Copy each of the following lines, keeping every character unchanged.

RECORDS SHOWN START

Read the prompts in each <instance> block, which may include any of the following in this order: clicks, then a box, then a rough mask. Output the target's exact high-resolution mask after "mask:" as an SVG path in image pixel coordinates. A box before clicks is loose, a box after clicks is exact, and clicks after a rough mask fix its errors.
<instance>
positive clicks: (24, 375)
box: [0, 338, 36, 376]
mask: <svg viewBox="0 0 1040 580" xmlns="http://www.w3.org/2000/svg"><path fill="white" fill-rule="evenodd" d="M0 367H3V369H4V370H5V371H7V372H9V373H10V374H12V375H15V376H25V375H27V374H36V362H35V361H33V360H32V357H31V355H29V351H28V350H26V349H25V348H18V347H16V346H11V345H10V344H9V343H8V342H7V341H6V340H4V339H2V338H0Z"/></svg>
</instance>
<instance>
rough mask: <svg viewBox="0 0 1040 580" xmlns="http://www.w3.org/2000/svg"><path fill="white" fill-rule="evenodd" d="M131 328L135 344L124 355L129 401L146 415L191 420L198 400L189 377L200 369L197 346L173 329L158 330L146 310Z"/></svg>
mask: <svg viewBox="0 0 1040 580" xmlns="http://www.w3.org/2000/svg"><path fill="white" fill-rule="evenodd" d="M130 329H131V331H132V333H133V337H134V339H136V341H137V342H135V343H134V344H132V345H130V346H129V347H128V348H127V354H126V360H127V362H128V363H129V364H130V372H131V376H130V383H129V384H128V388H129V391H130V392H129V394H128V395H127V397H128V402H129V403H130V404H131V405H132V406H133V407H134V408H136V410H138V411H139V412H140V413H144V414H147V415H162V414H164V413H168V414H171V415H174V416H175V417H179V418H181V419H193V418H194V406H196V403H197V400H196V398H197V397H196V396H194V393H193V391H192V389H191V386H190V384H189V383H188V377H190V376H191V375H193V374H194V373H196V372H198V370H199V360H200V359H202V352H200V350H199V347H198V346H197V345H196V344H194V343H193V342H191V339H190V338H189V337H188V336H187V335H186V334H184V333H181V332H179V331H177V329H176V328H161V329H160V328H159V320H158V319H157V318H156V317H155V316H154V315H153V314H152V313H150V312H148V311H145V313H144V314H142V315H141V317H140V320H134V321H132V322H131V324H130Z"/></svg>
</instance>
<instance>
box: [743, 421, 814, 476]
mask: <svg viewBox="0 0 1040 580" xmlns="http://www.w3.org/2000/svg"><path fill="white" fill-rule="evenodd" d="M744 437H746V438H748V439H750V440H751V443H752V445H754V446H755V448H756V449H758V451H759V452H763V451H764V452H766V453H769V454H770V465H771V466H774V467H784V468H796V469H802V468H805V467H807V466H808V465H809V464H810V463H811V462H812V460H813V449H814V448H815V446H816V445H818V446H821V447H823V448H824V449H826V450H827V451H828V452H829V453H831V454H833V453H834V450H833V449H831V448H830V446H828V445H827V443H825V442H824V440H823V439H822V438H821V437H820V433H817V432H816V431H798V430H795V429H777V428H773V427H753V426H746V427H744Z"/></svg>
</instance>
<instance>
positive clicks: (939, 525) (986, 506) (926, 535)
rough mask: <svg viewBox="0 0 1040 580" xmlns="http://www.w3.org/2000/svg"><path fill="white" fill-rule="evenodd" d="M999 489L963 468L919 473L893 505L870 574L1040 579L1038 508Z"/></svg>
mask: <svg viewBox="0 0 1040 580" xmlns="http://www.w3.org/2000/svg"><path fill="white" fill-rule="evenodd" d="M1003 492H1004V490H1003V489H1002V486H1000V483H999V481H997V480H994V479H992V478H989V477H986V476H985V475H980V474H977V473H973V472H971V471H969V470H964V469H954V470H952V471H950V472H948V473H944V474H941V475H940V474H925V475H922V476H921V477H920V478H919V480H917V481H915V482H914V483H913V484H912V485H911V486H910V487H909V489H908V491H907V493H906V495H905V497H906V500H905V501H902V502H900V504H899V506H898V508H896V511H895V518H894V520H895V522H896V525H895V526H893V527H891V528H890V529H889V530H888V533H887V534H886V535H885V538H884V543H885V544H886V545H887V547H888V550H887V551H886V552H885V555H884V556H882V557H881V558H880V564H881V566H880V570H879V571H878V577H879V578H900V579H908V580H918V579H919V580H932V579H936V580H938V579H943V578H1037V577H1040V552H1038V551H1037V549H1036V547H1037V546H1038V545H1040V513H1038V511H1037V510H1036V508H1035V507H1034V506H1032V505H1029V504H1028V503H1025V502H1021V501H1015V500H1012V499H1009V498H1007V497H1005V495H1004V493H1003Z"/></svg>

RECORDS SHOWN END

# [EXERCISE OUTPUT]
Read the prompts in each <instance> block, which may include any of the following in this order: clicks, then a box, then a rough mask. Output the target's exact high-resolution mask after "mask:" as an SVG path in image pixel coordinates. A box before clicks is loose, a box after clicks is exact, and clicks after a rough mask fix its errors.
<instance>
positive clicks: (24, 375)
box: [0, 338, 36, 376]
mask: <svg viewBox="0 0 1040 580" xmlns="http://www.w3.org/2000/svg"><path fill="white" fill-rule="evenodd" d="M0 367H3V369H4V370H5V371H7V372H9V373H10V374H12V375H15V376H25V375H27V374H36V362H35V361H33V360H32V357H31V355H29V351H28V350H26V349H25V348H18V347H16V346H11V345H10V344H9V343H8V342H7V341H6V340H4V339H2V338H0Z"/></svg>
</instance>
<instance>
rough mask: <svg viewBox="0 0 1040 580" xmlns="http://www.w3.org/2000/svg"><path fill="white" fill-rule="evenodd" d="M131 328L135 344L124 355L129 401L146 415L191 420L198 400L189 377L200 369L197 346L173 329L158 330L146 310Z"/></svg>
mask: <svg viewBox="0 0 1040 580" xmlns="http://www.w3.org/2000/svg"><path fill="white" fill-rule="evenodd" d="M130 329H131V331H132V333H133V337H134V339H136V341H137V342H135V343H134V344H132V345H130V346H129V347H128V348H127V354H126V360H127V362H128V363H129V364H130V372H131V376H130V383H129V384H128V388H129V391H130V392H129V394H128V395H127V397H128V402H129V403H130V404H131V405H132V406H133V407H134V408H136V410H138V411H139V412H140V413H144V414H147V415H162V414H164V413H168V414H171V415H174V416H175V417H179V418H181V419H193V418H194V406H196V403H197V400H196V398H197V397H196V396H194V393H193V391H192V389H191V386H190V384H189V383H188V377H190V376H191V375H193V374H194V373H196V372H198V370H199V360H200V359H202V352H200V350H199V347H198V346H197V345H196V344H194V343H193V342H191V339H190V338H189V337H188V336H187V335H186V334H184V333H181V332H179V331H177V329H176V328H161V329H160V328H159V320H158V319H157V318H156V317H155V316H154V315H153V314H152V313H150V312H148V311H145V313H144V314H142V315H141V317H140V320H134V321H132V322H131V324H130Z"/></svg>
</instance>
<instance>
box: [743, 421, 814, 476]
mask: <svg viewBox="0 0 1040 580" xmlns="http://www.w3.org/2000/svg"><path fill="white" fill-rule="evenodd" d="M744 437H746V438H748V439H750V440H751V443H752V445H754V446H755V448H756V449H758V451H759V452H763V451H764V452H766V453H769V454H770V465H771V466H774V467H784V468H796V469H802V468H805V467H807V466H808V465H809V464H810V463H811V462H812V460H813V449H814V448H815V446H816V445H818V446H821V447H823V448H824V449H826V450H827V451H828V452H829V453H831V454H833V453H834V450H833V449H831V448H830V446H828V445H827V443H825V442H824V440H823V439H822V438H821V437H820V433H817V432H816V431H798V430H795V429H777V428H773V427H753V426H746V427H744Z"/></svg>
</instance>
<instance>
positive clicks: (939, 525) (986, 506) (926, 535)
rough mask: <svg viewBox="0 0 1040 580" xmlns="http://www.w3.org/2000/svg"><path fill="white" fill-rule="evenodd" d="M999 489L963 468L919 473L893 505L870 574L1040 579L1038 508Z"/></svg>
mask: <svg viewBox="0 0 1040 580" xmlns="http://www.w3.org/2000/svg"><path fill="white" fill-rule="evenodd" d="M1003 492H1004V490H1003V489H1002V486H1000V483H999V481H997V480H994V479H992V478H989V477H986V476H985V475H980V474H977V473H973V472H971V471H969V470H964V469H954V470H952V471H950V472H948V473H944V474H941V475H940V474H925V475H922V476H921V477H920V478H919V480H917V481H915V482H914V483H913V484H912V485H911V486H910V487H909V489H908V491H907V493H906V495H905V497H906V500H905V501H902V502H900V504H899V506H898V508H896V511H895V518H894V520H895V522H896V525H895V526H893V527H891V528H890V529H889V530H888V533H887V534H886V535H885V538H884V543H885V544H886V545H887V547H888V550H887V551H886V552H885V555H884V556H882V557H881V558H880V564H881V566H880V570H879V571H878V577H879V578H900V579H908V580H918V579H919V580H932V579H936V580H938V579H943V578H1037V577H1040V552H1038V551H1037V549H1036V547H1037V546H1038V545H1040V513H1038V511H1037V510H1036V508H1035V507H1034V506H1032V505H1029V504H1028V503H1025V502H1021V501H1015V500H1012V499H1009V498H1007V497H1005V495H1004V493H1003Z"/></svg>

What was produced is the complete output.